--- About this exercise ---
Could you retype exactly the lines running from the line with "Target: closet" to the end of the data, both included, and nothing else?

--- Records supplied ---
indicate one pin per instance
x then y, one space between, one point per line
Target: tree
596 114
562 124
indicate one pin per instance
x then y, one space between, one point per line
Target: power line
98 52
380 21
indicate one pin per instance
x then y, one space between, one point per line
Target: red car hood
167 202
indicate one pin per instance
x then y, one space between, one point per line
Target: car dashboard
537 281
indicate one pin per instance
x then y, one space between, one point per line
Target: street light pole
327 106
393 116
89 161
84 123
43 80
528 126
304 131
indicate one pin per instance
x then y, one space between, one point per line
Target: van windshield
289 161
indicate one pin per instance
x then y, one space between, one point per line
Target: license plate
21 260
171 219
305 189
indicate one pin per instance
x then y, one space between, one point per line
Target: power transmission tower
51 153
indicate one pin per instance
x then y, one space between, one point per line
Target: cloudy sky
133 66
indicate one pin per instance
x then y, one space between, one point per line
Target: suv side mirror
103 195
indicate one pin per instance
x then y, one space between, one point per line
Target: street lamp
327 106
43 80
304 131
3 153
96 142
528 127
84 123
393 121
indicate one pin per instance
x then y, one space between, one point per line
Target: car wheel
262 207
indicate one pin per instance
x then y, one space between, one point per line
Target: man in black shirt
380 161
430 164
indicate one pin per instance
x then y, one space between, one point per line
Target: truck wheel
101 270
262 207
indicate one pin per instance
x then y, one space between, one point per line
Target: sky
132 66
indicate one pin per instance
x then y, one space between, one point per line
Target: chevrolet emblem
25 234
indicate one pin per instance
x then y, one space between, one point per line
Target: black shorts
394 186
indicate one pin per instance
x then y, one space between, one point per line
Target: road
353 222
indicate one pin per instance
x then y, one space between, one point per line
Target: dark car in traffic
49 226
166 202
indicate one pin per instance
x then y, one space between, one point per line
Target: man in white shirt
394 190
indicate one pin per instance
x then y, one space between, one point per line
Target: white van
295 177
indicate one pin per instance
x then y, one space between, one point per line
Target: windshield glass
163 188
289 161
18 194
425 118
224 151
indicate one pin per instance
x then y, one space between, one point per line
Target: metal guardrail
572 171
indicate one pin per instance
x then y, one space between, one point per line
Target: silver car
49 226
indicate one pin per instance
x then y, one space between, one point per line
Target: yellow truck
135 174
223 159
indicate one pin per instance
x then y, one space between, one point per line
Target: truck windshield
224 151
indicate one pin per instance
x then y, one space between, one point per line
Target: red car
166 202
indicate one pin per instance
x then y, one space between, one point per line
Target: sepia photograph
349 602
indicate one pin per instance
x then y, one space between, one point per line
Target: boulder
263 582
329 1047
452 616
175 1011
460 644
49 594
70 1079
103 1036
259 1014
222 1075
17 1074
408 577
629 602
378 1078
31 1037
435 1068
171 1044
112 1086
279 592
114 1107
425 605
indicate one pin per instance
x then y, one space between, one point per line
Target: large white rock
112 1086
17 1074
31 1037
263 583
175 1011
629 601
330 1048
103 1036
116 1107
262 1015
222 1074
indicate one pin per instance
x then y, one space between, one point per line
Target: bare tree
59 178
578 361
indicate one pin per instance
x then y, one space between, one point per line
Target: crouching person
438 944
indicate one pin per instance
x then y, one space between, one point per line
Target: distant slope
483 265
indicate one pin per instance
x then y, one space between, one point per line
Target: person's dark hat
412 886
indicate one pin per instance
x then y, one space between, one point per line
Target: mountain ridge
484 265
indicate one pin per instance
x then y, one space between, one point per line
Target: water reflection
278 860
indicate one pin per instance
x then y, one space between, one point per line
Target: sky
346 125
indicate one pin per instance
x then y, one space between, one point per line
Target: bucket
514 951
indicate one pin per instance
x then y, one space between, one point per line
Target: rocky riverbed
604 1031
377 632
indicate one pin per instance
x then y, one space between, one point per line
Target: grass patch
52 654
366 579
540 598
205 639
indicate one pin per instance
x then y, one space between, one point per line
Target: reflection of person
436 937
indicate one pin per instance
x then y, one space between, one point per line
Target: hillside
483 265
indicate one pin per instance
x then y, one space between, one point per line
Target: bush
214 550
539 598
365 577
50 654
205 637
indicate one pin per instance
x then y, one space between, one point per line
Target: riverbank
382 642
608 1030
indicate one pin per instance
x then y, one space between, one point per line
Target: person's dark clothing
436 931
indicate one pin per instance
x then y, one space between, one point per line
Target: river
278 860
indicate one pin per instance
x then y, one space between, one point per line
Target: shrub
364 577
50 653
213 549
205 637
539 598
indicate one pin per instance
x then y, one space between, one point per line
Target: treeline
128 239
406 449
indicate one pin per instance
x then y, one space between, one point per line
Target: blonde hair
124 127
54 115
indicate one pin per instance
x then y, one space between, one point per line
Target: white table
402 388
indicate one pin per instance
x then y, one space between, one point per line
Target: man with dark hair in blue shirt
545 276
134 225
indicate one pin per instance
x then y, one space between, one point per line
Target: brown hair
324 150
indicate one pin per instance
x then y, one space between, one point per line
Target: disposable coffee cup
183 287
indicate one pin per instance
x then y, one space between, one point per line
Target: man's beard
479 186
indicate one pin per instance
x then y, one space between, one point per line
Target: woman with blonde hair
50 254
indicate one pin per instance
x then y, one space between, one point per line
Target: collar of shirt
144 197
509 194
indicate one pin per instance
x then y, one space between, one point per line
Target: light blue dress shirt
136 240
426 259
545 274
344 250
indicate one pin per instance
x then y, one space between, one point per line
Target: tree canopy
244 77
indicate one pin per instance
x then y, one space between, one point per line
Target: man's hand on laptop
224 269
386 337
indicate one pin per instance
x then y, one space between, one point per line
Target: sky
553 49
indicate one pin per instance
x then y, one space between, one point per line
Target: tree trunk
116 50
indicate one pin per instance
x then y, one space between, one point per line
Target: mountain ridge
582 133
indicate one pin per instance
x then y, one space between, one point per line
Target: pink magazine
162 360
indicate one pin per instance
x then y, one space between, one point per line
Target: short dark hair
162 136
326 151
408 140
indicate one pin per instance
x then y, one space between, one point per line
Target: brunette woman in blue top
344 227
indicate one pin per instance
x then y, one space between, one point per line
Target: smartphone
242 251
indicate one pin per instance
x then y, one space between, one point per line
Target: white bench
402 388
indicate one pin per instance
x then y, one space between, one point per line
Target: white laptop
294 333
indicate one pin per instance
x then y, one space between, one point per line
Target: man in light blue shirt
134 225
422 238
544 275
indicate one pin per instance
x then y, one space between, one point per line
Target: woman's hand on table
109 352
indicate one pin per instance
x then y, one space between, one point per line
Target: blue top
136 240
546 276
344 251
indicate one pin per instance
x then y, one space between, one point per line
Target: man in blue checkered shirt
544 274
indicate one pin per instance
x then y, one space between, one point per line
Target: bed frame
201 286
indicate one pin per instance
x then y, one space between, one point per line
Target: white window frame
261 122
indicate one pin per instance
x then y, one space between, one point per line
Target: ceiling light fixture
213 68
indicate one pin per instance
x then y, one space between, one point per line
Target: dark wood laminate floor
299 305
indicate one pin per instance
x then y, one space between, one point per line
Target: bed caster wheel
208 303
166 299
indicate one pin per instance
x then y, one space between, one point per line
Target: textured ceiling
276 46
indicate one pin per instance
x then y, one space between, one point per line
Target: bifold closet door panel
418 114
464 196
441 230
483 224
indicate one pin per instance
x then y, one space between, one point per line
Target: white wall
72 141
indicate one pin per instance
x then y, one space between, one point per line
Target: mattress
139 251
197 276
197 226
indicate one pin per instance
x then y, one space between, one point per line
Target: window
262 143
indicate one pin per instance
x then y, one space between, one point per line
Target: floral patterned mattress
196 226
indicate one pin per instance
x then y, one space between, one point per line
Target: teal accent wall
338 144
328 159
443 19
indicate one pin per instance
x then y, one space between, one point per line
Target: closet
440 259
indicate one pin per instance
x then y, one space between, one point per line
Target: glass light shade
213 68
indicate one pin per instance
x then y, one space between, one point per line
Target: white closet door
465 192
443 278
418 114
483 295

--- Response to the task ---
Target: closet
440 259
indicate one pin per instance
x then y, one space between, one point per line
Target: glass light shade
213 68
indicate one pin per instance
x then y, one space between, one point per line
Target: white closet door
465 192
443 278
418 114
483 295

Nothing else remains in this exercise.